Document excerpt -
_ _ _ _ _ _ _

“We welcome the Federal Government’s significant commitment through the Medical Research Future Fund to support innovative research into preventing chronic disease,” said Professor Andrew Wilson, Director of The Australian Prevention Partnership Centre. “Chronic disease is Australia’s greatest health challenge and is the leading cause of premature deaths and disability.”
The Prevention Centre is a national research collaboration established in 2013 to bring together academics, policy makers and practitioners to identify and address real-world problems in prevention.
“This significant funding commitment of $10 million will allow the Prevention Centre to scale up projects that have shown promise – in areas such as physical activity, childhood obesity, maintaining a healthy weight, and tobacco and alcohol control – and to fund a series of new projects over the next four years,” Professor Wilson said.
Head of the Sax Institute’s Analysis and Evaluation Division and deputy director of the Partnership Centre Associate Professor Sonia Wutzke said the Centre’s partnership research model brought together health policy makers, agencies responsible for implementation and researchers, meaning that projects and findings are timely, relevant and effective in everyday situations. “We know from Australian and international experience that partnership research increases the use of evidence in policy and practice, which is essential as we tackle issues as complex and challenging as chronic disease prevention,” she said.
“We look forward to working with Minister Hunt, the Department of Health and all of our partners over coming years as we seek to find the solutions to address this crisis of chronic disease in Australia,” Professor Wilson said.
About chronic disease in Australia
Chronic diseases like heart disease, type 2 diabetes, respiratory disease, arthritis and cancer are the leading cause of death and disability in Australia, responsible for eight out of every 10 premature deaths and accounting for 80% of years lost due to ill health, disability or early death. Australia spends an estimated $27 billion a year treating chronic diseases – 36% of all health spending. Yet 80% of heart disease and type 2 diabetes and 40% of all cancers could be prevented if we eliminated risk factors such as overweight and obesity, physical inactivity, harmful alcohol consumption and smoking.

_ _ _ _ _ _ _

Provided information -
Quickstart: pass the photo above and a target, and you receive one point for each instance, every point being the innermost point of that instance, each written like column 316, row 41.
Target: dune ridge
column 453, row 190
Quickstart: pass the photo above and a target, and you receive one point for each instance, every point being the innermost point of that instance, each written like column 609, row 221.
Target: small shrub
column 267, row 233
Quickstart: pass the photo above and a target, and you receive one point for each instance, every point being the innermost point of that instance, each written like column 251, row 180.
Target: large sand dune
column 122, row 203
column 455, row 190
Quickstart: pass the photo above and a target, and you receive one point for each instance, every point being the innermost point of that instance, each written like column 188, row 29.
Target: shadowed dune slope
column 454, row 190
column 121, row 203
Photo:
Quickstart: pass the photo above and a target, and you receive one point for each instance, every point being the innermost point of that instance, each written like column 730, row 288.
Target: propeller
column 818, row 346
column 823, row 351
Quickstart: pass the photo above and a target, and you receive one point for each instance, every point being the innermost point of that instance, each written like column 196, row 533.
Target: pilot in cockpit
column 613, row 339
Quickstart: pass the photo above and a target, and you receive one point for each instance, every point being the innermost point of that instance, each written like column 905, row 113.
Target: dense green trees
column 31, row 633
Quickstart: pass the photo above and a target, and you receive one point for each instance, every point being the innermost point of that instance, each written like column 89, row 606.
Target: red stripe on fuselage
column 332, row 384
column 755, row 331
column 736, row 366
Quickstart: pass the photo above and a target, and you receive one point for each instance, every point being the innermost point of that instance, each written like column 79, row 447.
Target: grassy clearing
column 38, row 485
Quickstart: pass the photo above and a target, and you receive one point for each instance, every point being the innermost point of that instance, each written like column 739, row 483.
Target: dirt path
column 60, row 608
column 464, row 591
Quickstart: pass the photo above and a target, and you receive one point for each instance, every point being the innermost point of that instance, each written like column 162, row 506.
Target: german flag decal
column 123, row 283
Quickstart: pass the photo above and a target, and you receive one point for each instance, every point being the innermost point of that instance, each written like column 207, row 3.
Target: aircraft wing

_ _ _ _ _ _ _

Assigned task -
Duplicate the following portion of the chronic disease prevention funding text word for word, from "About chronic disease" up to and including "consumption and smoking.".

Problem solution -
About chronic disease in Australia
Chronic diseases like heart disease, type 2 diabetes, respiratory disease, arthritis and cancer are the leading cause of death and disability in Australia, responsible for eight out of every 10 premature deaths and accounting for 80% of years lost due to ill health, disability or early death. Australia spends an estimated $27 billion a year treating chronic diseases – 36% of all health spending. Yet 80% of heart disease and type 2 diabetes and 40% of all cancers could be prevented if we eliminated risk factors such as overweight and obesity, physical inactivity, harmful alcohol consumption and smoking.